神経内科医で病院長も勤められているという、小長谷さんの本は前にも1冊読んでいますが、中々の筆力と感じました。
前の本は病気について正面から説明するものでしたが、本書は様々な歴史上の人物の健康と病気、死についてエッセイ風にまとめたものです。
歴史というものは大きな流れを作って動いているようですが、その中でその時代の中心人物とでも言うべき人が実は健康上の問題を抱えておりそれによってかなり歴史も左右されてきたと見られます。
ケネディ大統領は若々しさがその魅力の多くを占めており、そこに惹かれて選挙も勝ち抜きましたが、実は海軍従軍の当時からひどい腰痛を抱えており、終戦を前にして除隊したもののそれは病気を理由にした病気除隊というものだったそうです。
さらに、ホルモンの内分泌異常にも悩まされており、甲状腺ホルモン製剤が投与されていたとか。
レーガン大統領がアルツハイマー病にかかったということは知られていることだと思います。
亡くなる前にはかなり重症になったということですが、「大統領在任中はどうだったのか」という問題があったようです。
二期目にはしばしば物忘れをしてしまい、さらに会議中に居眠りしてしまうこともあったとか。
どうやら軽度の認知障害であったようです。
パーキンソン病という病名に名を残す、ジェームズ・バーキンソンは1755年生まれのイギリス人で、医学だけでなく古生物学や社会改革といった分野に名を残しています。
恐竜の学名として「サウルス」つまりラテン語のトカゲという言葉がよく使われますが、これを最初に使ったのはパーキンソンで、メガロサウルスと命名したものだそうです。
キュリー夫人はラジウムの研究など放射線についてのパイオニアの一人ですが、レントゲンによって発見されたX線の利用についても大きな役割を果たしました。
X線撮影装置の有効性を信じ、おりから激しさを増した第1次世界大戦で負傷した将兵を現地で診断し治療するために、車に撮影装置を載せたX線検診車というものを作り、娘のイレーヌ・キュリーと共に各地の野戦病院を巡ったそうです。
医師たちはまだその有効性を知らず、敬遠していたそうですが、負傷兵たちのX線写真で、手術前に銃弾がどこにあるかを確認しその威力に驚いたそうです。

保存データ:
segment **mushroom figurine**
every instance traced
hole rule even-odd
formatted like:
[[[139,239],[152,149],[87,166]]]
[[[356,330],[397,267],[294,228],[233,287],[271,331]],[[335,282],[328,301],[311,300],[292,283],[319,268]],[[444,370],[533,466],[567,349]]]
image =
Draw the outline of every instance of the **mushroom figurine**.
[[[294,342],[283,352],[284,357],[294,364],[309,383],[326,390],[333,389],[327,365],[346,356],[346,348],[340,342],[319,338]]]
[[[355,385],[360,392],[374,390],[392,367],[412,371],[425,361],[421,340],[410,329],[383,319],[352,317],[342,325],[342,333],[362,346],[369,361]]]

* * *

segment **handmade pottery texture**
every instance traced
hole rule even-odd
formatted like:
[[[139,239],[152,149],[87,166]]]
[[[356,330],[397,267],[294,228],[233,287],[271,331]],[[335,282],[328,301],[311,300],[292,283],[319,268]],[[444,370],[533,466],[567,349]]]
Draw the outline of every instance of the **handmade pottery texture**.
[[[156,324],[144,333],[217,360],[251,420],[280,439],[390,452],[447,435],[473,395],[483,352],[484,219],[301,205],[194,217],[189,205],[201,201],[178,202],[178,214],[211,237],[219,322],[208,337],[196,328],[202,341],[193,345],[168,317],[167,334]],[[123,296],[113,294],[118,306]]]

# 課題一覧:
[1] 歴史上の人物の病気を扱った本文のうち、「前の本は病気について正面から」から「左右されてきたと見られます。」までの箇所を、「エッセイ風」を「随筆風」に差し替えて示してください。
[2] 歴史上の人物の病気を扱った本文を、最後の文の後から書き継いでください。

# 出力一覧:
[1]
前の本は病気について正面から説明するものでしたが、本書は様々な歴史上の人物の健康と病気、死について随筆風にまとめたものです。
歴史というものは大きな流れを作って動いているようですが、その中でその時代の中心人物とでも言うべき人が実は健康上の問題を抱えておりそれによってかなり歴史も左右されてきたと見られます。

[2]
この検診車は「プチ・キュリー」と呼ばれました。
かつて、フランスの500フラン紙幣にキュリー夫妻が肖像を載せられた時、その脇にはプチ・キュリーも描かれていたそうです。
古い時代の人物が病気で苦しみ死んだという記述が残っていることがありますが、それを見ればどういった病気かということも推定できるそうです。
古事記のヤマトタケルノミコトの描写では、ミコトの最後の状況が詳しく描かれています。
もちろん、そういった人物が実際にこのように病気になったということではないのでしょうが、別の人物の病状を借りて描写した可能性はあります。
そして養老の滝の近くで足に異常が現れます。
さらに足の異常は重くなりやがて歩くこともできずに倒れ亡くなります。
こういった症状は何の病気かということも推定できるそうです。
候補としては、行軍病、脚気といったものもありますが、ギラン・バレー症候群の可能性もあるとか。
カンピロバクターやウイルスの感染の後に発症することがあります。
ダニなどが感染症を媒介したということも考えられます。
古事記の記述は、医者の目から見ても亜急性の神経症状をそのまま記載されており一貫性があると感じるそうです。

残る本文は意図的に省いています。